== SELECTED PASSAGE ==
According to the government, GDP is on the up and up. . . Our economy contracted by only 0.7% in the second quarter. That’s down from previous 1% projections and could seal the deal for a positive GDP read when we get Uncle Sam’s Q3 read in late October.
Personal spending jumped 1.3% in August — its biggest rise in about 8 years — as American incomes shot up just 0.2%. Consumers also spent $129 billion more in August, and saved $112 billion less. Savings as a percentage of income now stands at 3% from 4%.
Pending home sales were up 6.4% in August, according to the Association of Realtors. However, says NAR chief economist Lawrence Yun, "Deals are not necessarily closing because of long delays related to short sales, and issues regarding complex new appraisal rules. No doubt many first-time buyers are rushing to beat the deadline for the $8,000 tax credit, which expires at the end of next month. . . All we can say for certain is sales will decline when the tax credit expires because we are not yet on a self-sustaining recovery path. It also raises a risk of a double-dip recession."
A double-dip recession, huh? Where have I heard that before?
Also making headlines: the FDIC is Broke. . . Watch your Wallets
Sheila Bair announced this week that the deposit insurance fund, or the money that protects our savings accounts, will run at a deficit for the first time since 1991. But that’s what happens when more than 100 bank failures strip the fund of $52 billion.
To fix the situation, Bair has proposed that the FDIC force banks to prepay insurance funds through 2013, which would raise $45 billion for the FDIC. The government arm could also borrow a $500 billion line of credit from the Treasury.
But borrowing money from the taxpayers should only be a last ditch effort for the unseen problems. The fact that the agency would even consider this option now shows just how bad the FDIC financial condition has become.
Whichever path it chooses, remember this: The FDIC has been run like garbage and its credibility has been riddled with failures. If the agency were run properly, Bair, it wouldn’t be in this shape.
Consumer confidence numbers were worse than expected.
Is this really a surprise?
Consumer confidence fell to 53.1 in September from August’s upwardly revised 54.5. Economists expected a read of 57.
But how can you have growth with rising unemployment and ridiculous debt facing the economy?
You can’t. Consumers are only going to get excited when their job security isn’t an issue.

== SUPPLIED RECORDS ==
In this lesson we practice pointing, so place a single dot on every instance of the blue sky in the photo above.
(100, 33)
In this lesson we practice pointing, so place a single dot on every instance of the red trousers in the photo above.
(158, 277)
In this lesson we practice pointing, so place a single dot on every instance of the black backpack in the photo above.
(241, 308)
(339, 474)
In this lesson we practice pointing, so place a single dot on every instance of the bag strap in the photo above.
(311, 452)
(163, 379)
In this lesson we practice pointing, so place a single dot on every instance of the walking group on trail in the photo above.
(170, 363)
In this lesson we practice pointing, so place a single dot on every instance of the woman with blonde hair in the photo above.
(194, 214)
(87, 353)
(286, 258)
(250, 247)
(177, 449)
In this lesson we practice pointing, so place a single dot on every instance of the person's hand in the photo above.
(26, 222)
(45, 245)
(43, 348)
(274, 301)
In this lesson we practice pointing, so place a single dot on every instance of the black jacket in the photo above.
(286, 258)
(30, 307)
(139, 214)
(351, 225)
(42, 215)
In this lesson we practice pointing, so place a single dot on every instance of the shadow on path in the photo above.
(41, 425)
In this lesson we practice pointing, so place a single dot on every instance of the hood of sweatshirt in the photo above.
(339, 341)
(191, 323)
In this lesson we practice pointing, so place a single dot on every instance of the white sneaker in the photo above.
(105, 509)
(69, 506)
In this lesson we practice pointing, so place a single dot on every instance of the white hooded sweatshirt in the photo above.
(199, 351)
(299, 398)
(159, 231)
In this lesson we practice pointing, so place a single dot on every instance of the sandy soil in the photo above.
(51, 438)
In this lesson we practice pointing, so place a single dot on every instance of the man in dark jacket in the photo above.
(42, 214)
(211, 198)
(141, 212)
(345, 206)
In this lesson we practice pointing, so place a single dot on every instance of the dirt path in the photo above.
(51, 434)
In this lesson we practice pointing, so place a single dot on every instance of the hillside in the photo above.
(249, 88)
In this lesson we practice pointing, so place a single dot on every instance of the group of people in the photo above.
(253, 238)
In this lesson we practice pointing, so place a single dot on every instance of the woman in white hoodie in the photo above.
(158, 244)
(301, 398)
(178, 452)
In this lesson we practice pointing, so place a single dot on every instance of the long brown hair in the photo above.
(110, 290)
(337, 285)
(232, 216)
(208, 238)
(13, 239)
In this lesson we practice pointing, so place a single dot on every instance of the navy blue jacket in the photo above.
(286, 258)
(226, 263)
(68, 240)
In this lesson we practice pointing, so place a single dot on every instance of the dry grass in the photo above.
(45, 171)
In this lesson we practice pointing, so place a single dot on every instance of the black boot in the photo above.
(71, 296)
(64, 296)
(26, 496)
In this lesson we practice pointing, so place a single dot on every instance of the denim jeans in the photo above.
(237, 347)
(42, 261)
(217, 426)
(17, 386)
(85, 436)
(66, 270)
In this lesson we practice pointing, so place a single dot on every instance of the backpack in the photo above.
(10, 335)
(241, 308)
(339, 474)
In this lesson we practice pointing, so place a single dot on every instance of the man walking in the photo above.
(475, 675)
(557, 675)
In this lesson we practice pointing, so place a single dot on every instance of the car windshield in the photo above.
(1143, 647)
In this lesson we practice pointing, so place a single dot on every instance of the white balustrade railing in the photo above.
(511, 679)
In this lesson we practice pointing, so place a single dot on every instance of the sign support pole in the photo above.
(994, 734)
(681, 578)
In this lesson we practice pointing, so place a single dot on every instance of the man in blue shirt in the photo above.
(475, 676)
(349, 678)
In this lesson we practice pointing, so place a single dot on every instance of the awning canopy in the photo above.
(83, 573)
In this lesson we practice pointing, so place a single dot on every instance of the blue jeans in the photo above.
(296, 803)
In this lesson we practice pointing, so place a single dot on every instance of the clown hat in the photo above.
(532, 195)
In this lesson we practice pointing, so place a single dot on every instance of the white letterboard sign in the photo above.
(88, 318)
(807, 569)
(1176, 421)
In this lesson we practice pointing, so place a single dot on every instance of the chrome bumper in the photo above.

== ASSIGNMENT 1 ==
Translate this sentence from the economy roundup into Spanish: "Consumers also spent $129 billion more in August, and saved $112 billion less."
== ASSIGNMENT 2 ==
Return everything in the economy roundup from "To fix the situation, Bair" down to "really a surprise?", word for word.
The records were taken from a different source than the economy roundup.

== TASK ANSWER 1 ==
Los consumidores también gastaron 129 mil millones de dólares más en agosto y ahorraron 112 mil millones de dólares menos.

== TASK ANSWER 2 ==
To fix the situation, Bair has proposed that the FDIC force banks to prepay insurance funds through 2013, which would raise $45 billion for the FDIC. The government arm could also borrow a $500 billion line of credit from the Treasury.
But borrowing money from the taxpayers should only be a last ditch effort for the unseen problems. The fact that the agency would even consider this option now shows just how bad the FDIC financial condition has become.
Whichever path it chooses, remember this: The FDIC has been run like garbage and its credibility has been riddled with failures. If the agency were run properly, Bair, it wouldn’t be in this shape.
Consumer confidence numbers were worse than expected.
Is this really a surprise?